__YOUR TASKS__
a) In the passage about Mrs. Lester's life, what kind of factory was she working at when she met Morris Lester?
b) Extend the account of Mrs. Lester's life, picking up right after its last sentence.

__PAGE EXTRACT__
###

While both of her parents worked in a shoe factory, Mrs. Lester acted as a surrogate mother to her younger sisters.
"She was our babysitter," Waller said. "And when we'd get into it, she'd tie us up in chairs."
After attending Vilonia High School, Mrs. Lester married a Baptist preacher, Preston Merritt, when she was 17. The two had three sons together before they divorced.
In May of 1975 Mrs. Lester was working at a factory in Conway that made Coke machines, when she met Morris Lester. She was working in welding, he in maintenance. The two dated on and off for two years, going to the movies, camping and fishing. Then on July 6, 1977, they married.
It didn't take long for them to move out of the city and back into the country, in a trailer on a plot of land owned by Mrs. Lester's father. The country suited them well, Morris Lester said, because of the privacy and because they could keep plenty of animals.

###

Stored data entries:
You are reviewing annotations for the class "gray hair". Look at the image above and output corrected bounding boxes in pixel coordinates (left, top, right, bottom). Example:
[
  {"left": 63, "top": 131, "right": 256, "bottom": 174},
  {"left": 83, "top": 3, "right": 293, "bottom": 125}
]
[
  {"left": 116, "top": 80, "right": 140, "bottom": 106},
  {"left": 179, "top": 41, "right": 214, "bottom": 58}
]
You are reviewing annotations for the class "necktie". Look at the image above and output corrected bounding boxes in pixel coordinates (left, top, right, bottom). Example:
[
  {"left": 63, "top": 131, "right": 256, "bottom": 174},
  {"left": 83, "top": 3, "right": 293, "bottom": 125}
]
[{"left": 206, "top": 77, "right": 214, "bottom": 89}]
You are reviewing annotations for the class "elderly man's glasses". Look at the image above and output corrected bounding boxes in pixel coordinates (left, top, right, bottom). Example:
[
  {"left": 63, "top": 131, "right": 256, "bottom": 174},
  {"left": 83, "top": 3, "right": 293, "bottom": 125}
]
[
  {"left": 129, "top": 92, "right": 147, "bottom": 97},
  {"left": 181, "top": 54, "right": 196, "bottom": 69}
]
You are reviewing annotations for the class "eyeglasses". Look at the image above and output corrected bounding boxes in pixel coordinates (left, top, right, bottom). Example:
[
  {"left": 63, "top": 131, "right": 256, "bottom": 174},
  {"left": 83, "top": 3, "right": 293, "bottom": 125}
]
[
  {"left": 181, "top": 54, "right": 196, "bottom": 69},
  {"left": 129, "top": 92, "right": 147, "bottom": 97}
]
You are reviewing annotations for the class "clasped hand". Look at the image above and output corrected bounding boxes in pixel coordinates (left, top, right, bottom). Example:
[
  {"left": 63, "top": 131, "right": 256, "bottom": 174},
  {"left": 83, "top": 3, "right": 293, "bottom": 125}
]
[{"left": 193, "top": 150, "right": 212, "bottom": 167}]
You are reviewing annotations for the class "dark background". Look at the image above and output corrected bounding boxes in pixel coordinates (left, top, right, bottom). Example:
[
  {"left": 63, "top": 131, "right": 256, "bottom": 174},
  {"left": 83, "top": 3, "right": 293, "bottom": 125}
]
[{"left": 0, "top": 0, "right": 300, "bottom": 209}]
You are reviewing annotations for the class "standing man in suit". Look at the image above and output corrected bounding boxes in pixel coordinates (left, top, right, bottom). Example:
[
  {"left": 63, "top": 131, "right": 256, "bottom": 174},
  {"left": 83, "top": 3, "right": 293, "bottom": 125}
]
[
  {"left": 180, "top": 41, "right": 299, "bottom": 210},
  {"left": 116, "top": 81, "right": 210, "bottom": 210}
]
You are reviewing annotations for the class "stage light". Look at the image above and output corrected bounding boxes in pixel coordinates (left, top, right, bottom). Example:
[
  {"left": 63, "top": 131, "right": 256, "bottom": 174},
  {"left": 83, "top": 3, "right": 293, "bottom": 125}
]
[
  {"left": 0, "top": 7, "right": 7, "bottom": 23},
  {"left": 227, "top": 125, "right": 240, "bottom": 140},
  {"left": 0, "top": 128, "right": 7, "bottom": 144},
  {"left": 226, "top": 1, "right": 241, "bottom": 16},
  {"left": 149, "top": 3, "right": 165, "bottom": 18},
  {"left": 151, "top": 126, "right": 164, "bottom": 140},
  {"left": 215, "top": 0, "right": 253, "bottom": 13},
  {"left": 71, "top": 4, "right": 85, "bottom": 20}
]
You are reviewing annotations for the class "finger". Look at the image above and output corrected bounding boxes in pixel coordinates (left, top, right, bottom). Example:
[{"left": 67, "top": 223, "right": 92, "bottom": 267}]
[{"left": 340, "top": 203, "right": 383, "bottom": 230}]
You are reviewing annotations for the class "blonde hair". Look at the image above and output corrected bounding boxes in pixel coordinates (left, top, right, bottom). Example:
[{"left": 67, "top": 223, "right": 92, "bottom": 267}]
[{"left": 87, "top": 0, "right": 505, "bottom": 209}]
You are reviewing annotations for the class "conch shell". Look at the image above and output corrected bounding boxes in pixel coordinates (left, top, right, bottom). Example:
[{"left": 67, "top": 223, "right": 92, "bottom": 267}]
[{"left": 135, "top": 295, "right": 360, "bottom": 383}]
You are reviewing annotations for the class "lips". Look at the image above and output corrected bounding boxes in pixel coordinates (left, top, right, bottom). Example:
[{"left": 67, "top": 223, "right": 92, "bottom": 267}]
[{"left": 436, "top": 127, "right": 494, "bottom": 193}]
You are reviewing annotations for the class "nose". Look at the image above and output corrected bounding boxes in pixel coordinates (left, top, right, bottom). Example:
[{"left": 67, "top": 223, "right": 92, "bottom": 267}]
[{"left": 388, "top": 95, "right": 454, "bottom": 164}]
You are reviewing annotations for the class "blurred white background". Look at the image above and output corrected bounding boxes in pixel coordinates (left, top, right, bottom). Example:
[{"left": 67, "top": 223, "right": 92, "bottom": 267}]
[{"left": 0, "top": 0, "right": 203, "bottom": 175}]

###

__FINAL RESULTS__
a) A factory in Conway that made Coke machines.

b)
Mrs. Lester loved animals.
When things got slow in the cafeteria, she'd go outside and feed the birds breadcrumbs. And over the last 15 years she taught her own pet white dove, Coo, how to talk.
"You just don't teach a dove to talk," Waller said. "But she did." Mrs. Lester even fixed Coo scrambled eggs.
Coo was one of many pets she had over the years: stray cats and dogs, a raccoon until it got away, cows, pigs, just about any living creature. Mrs. Lester felt a special connection with animals and even told her friends that the animals knew what she was saying to them. "I think that bird did," Waller said.